## TASK REQUIREMENTS
Retype these items word for word, but leave the pictures out.

## Position identification items
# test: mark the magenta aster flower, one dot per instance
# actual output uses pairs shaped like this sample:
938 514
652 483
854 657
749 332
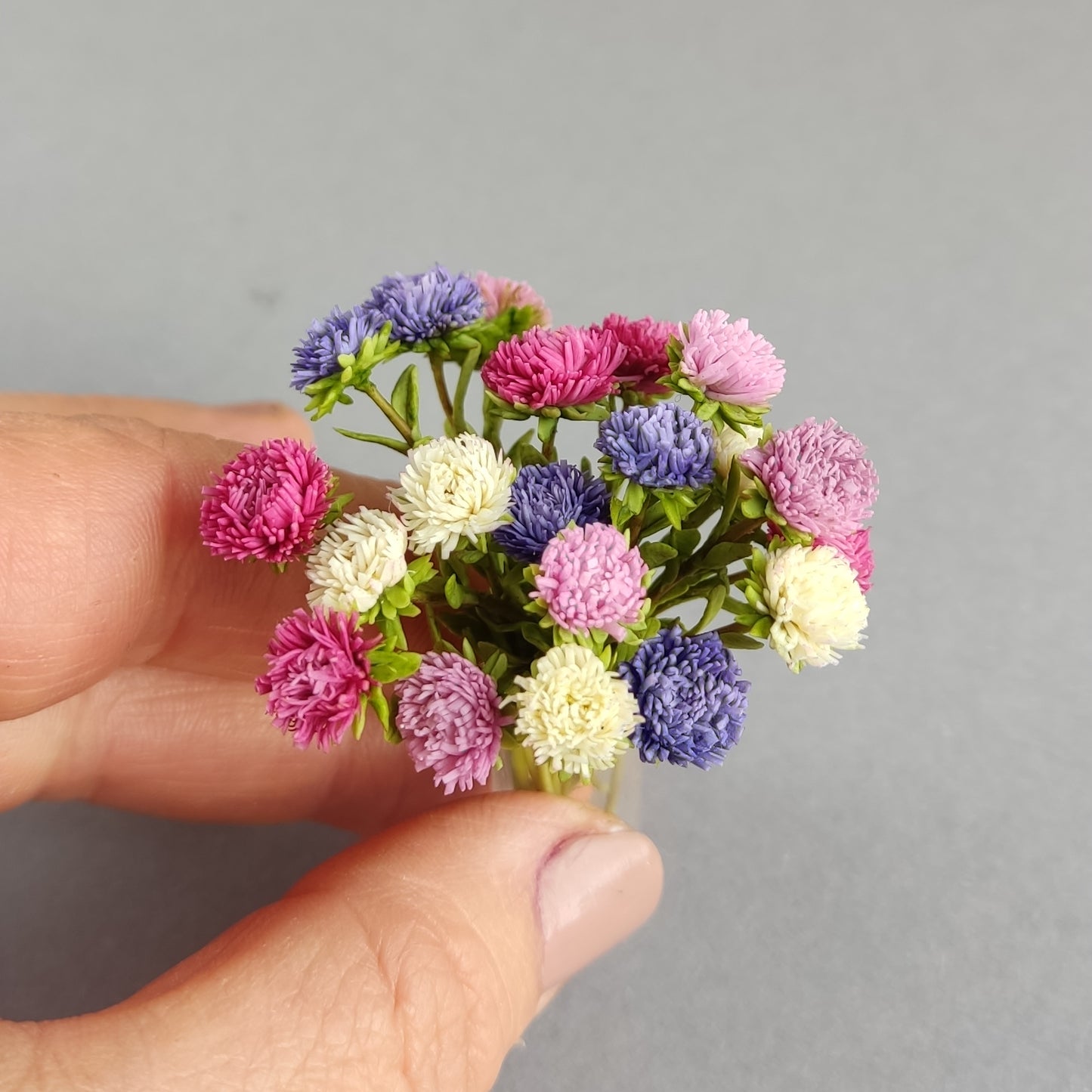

## EXERCISE ANSWER
# test: mark the magenta aster flower, one dot per instance
# actual output uses pairs shaped like this sample:
938 514
652 483
854 657
749 332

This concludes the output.